* start Data lines *

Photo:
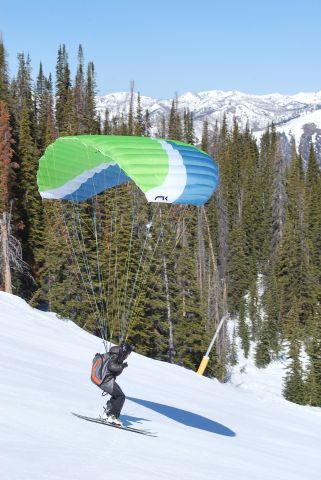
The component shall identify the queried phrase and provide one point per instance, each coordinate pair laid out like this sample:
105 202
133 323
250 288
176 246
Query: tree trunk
5 255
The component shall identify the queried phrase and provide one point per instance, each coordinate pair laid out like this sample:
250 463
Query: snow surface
241 430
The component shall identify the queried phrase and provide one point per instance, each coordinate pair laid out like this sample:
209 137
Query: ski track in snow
241 430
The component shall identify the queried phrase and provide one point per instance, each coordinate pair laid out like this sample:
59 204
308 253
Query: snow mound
241 430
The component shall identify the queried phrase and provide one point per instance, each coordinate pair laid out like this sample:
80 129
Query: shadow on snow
189 419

* end Data lines *

Task description –
Write out the whole listing again, exactly, with no pictures.

Full answer –
Photo:
The component shall identify the queried phrase and provide one point per instance, each coordinate pair laid out like this sample:
105 202
133 323
250 288
176 246
Query: tree trunk
5 255
The component shall identify the queried phrase and provide one point per instance, each coordinate pair laid out like this sample:
250 463
Query: snow surface
241 430
The component shall identify the queried phrase and provide one point per instance, each coordinate pair laid out like this sample:
209 137
Query: ski track in snow
241 430
The component shall identify the queried phrase and provide one point per instance, each coordinate pair laid out like this sample:
59 204
308 253
Query: snow mound
241 430
The component shall identify the queried phrase and provide one point per instance, each coordinate pair laid out like this sample:
80 129
Query: shadow on snow
189 419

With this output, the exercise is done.